Given request: Write out all entries word for word.

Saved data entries
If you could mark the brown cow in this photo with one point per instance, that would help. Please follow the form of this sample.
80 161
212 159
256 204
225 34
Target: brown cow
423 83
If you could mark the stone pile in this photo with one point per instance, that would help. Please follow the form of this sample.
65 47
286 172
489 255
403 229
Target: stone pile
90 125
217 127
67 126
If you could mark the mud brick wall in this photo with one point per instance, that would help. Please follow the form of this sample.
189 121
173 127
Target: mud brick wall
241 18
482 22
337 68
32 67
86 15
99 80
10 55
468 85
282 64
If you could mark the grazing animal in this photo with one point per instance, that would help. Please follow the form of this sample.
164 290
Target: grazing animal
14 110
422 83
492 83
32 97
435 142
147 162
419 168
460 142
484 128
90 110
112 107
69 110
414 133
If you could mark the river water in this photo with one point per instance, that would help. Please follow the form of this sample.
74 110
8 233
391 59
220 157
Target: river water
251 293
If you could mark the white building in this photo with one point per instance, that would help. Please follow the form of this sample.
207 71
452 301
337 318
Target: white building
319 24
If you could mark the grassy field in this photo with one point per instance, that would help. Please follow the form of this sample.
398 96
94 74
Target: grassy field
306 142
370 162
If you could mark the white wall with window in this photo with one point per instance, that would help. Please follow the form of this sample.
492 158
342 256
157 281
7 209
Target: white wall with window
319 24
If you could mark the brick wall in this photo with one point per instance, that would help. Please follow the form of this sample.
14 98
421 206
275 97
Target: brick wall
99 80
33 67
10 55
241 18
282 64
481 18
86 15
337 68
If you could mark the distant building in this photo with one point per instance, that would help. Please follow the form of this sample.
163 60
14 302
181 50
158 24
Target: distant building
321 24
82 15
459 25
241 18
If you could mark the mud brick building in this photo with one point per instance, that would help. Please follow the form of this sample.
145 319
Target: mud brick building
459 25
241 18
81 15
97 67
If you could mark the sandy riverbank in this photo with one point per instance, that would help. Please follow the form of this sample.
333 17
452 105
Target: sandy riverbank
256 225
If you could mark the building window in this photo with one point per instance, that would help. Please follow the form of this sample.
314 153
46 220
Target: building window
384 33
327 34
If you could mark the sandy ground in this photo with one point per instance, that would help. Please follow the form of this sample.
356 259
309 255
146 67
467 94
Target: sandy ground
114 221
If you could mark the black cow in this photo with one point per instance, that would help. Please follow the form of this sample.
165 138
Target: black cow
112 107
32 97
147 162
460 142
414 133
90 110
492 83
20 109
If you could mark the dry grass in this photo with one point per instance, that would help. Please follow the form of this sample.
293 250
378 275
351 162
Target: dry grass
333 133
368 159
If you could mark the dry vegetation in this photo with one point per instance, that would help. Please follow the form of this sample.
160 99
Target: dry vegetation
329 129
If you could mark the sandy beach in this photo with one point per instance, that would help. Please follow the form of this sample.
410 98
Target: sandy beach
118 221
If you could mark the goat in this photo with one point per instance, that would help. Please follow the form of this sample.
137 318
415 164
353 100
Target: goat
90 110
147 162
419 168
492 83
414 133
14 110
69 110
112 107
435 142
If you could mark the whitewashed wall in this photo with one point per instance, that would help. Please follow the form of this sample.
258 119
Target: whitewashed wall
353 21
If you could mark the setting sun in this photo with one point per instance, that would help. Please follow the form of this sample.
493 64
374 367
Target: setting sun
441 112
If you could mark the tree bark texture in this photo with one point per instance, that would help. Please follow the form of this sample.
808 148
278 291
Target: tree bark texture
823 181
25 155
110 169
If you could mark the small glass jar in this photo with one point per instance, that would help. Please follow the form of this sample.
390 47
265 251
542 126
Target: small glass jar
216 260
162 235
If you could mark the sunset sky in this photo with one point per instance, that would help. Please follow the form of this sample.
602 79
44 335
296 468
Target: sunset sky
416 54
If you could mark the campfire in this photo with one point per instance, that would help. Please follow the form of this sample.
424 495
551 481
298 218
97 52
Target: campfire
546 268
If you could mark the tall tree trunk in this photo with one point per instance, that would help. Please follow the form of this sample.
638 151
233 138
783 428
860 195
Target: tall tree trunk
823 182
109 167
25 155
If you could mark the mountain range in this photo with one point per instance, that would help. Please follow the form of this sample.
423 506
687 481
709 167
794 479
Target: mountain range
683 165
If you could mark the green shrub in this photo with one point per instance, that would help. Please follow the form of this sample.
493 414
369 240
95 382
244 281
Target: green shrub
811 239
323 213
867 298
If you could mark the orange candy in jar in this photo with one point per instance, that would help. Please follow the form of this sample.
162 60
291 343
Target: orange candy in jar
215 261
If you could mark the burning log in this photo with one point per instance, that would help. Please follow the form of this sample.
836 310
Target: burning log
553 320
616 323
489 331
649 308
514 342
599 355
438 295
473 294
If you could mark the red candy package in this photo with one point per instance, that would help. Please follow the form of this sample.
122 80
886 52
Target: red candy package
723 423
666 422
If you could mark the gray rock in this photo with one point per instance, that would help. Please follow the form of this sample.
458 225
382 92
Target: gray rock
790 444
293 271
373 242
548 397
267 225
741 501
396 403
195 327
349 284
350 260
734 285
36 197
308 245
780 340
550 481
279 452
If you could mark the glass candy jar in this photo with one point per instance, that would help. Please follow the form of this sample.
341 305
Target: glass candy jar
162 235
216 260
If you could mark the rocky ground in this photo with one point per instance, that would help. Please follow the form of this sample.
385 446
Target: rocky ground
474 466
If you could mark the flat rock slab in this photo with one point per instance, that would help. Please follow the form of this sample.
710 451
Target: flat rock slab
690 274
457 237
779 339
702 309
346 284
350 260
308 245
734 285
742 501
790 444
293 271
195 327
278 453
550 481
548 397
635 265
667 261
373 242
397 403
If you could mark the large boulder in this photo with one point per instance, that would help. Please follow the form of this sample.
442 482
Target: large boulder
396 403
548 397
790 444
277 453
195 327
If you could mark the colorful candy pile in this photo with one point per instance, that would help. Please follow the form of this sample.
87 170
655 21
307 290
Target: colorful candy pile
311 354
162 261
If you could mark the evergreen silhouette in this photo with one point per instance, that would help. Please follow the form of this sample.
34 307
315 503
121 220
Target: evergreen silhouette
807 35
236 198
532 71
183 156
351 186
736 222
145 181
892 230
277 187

Task response:
If you could mark the brown cow in this photo with one point per instance, that would help. Please follow the form of this sample.
80 161
212 159
256 204
225 34
Target: brown cow
423 83
If you could mark the stone pile in this photo with one point per instance, that would help. Please follow the form of this sample.
65 47
286 172
489 255
403 229
Target: stone pile
90 125
217 127
67 126
If you could mark the mud brick wall in this photo with one point per instance, that would help. Please follow the form of this sample.
189 121
173 127
Target: mud brick wall
241 18
482 22
337 68
32 67
86 15
99 80
10 55
468 85
282 64
If you could mark the grazing animal in this photo with one point per instance, that would help. Please follow the form of this sample.
164 290
Target: grazing animal
14 110
422 83
492 83
32 97
435 142
147 162
419 168
460 142
484 128
90 110
112 107
69 110
414 133
If you could mark the river water in this photo with one point per instance, that would help. Please follow the form of this sample.
74 110
8 233
391 59
220 157
Target: river water
251 293
If you could mark the white building in this photo with one point per instance, that would help. Please follow the form of this sample.
207 71
452 301
337 318
Target: white building
319 24
If you could mark the grassy field in this photo with one point per instance, that would help. Please follow the form of this sample.
398 96
94 74
Target: grassy field
306 142
370 162
If you could mark the white wall with window in this photo with one point per instance, that would help. Please follow the form of this sample.
492 158
342 256
157 281
7 209
Target: white wall with window
319 24
If you could mark the brick wall in this photo with one point per instance, that would help. Please follow the form of this sample.
14 98
421 206
275 97
Target: brick wall
99 80
33 67
10 55
241 18
282 64
481 18
86 15
337 68
If you could mark the distant building in this photo with one point per instance, that would help. Please follow the form of this sample.
163 60
14 302
181 50
158 24
Target: distant building
321 24
82 15
459 25
241 18
If you could mark the mud brick building in this photo with one point per instance, that would help. Please follow the form of this sample.
145 319
Target: mud brick building
459 25
241 18
81 15
97 67
If you could mark the sandy riverbank in this photo with one point per instance, that would help. Please follow the form of this sample.
333 17
452 105
Target: sandy riverbank
256 225
If you could mark the building window in this photo with one point per instance, that would help. Please follow the form of this sample.
314 153
46 220
Target: building window
384 33
327 34
If you could mark the sandy ground in this photo with one point per instance, that would help. Please follow the form of this sample.
356 259
309 255
146 67
467 94
Target: sandy ground
114 221
If you could mark the black cow in this photo with one point per instance, that would help. Please follow the form of this sample.
165 138
Target: black cow
112 107
32 97
147 162
460 142
414 133
90 110
492 83
20 109
If you could mark the dry grass in this photo with one point per instance, that would help. Please follow the form of this sample.
293 250
378 275
351 162
Target: dry grass
333 133
368 159
If you could mark the dry vegetation in this photo with one point per instance, that would help. Please follow the form of this sample.
160 99
Target: dry vegetation
329 129
If you could mark the sandy beach in this photo with one point per instance, that would help. Please follow the form of this sample.
410 98
Target: sandy beach
118 221
If you could mark the goat in this photo with one point per instance, that would help. Please follow the form of this sample.
137 318
415 164
353 100
Target: goat
90 110
147 162
419 168
492 83
414 133
14 110
69 110
112 107
435 142
If you could mark the whitewashed wall in this photo with one point per instance, that would help. Please follow the form of this sample.
258 119
Target: whitewashed wall
353 21
If you could mark the setting sun in this photo with one point per instance, that would help. Please follow the form of this sample.
493 64
374 367
Target: setting sun
441 112
If you could mark the tree bark texture in this photo with one point per instance, that would help. Please follow the form of this sample.
808 148
278 291
Target: tree bark texture
823 181
25 155
110 169
If you could mark the small glass jar in this photo with one point per instance, that would help. Please follow the form of this sample.
390 47
265 251
542 126
Target: small glass jar
216 260
162 235
If you could mark the sunset sky in this photo with one point per instance, that would help. Please follow the form of this sample.
602 79
44 335
296 468
Target: sunset sky
416 54
If you could mark the campfire in this photo with one point per instance, that would help. Please follow the form of this sample.
424 495
551 481
298 218
97 52
Target: campfire
546 268
If you could mark the tall tree trunk in this photo with one point per instance, that would help. Please follow the form of this sample.
638 151
233 138
783 428
860 195
Target: tall tree trunk
823 182
109 167
25 155
If you could mark the mountain range in this photo with one point per instance, that would help. Please follow the form of this sample.
423 506
687 481
709 167
794 479
Target: mountain range
683 165
If you could mark the green shrub in this photo with one point per instance, that would help. Please follow the form of this sample.
493 414
369 240
95 382
244 281
Target: green shrub
811 239
323 213
867 298
If you could mark the orange candy in jar in this photo with one point per instance, that would help. Please follow the form of this sample.
162 60
291 343
Target: orange candy in jar
215 261
If you could mark the burning log in this photo with one point per instance, that would help. Please follow the form of this sample.
836 310
Target: burning log
553 320
616 323
489 331
649 308
514 342
599 355
438 295
473 294
If you could mark the red candy package in this photo with one point per instance, that would help. Please follow the form of this sample.
122 80
886 52
Target: red candy package
723 423
666 422
If you could mark the gray rock in this photo with one point per instance, that would help. Please follow the form of this sample.
458 225
382 92
Target: gray rock
790 444
293 271
373 242
548 397
267 225
741 501
396 403
195 327
349 284
350 260
734 285
36 197
308 245
780 340
550 481
279 452
If you could mark the glass candy jar in this photo with one point per instance, that would help. Please follow the form of this sample.
341 305
Target: glass candy jar
162 235
216 260
If you could mark the rocky ground in this photo with one point per instance, that would help. Please follow the form of this sample.
385 446
Target: rocky ground
474 466
If you could mark the flat rock slab in this photo with one point per instance, that would help. Please follow the form of this sample.
710 451
Target: flat rock slab
690 274
457 237
779 339
702 309
346 284
350 260
308 245
734 285
742 501
790 444
293 271
195 327
278 453
550 481
548 397
635 265
667 261
373 242
397 403
If you could mark the large boulder in this photo with one point per instance, that would help. Please follow the form of this sample.
442 482
Target: large boulder
396 403
548 397
790 444
277 453
195 327
If you could mark the colorful candy pile in this photo with one point per instance, that would help. Please follow the form of this sample.
87 170
655 21
307 290
Target: colorful candy pile
311 354
162 261
If you could mark the evergreen silhouette in this photo with one point per instance, that would help. Please follow the form of this sample.
34 307
315 503
121 220
Target: evergreen silhouette
807 35
236 198
532 71
183 156
351 186
736 222
145 181
892 230
277 187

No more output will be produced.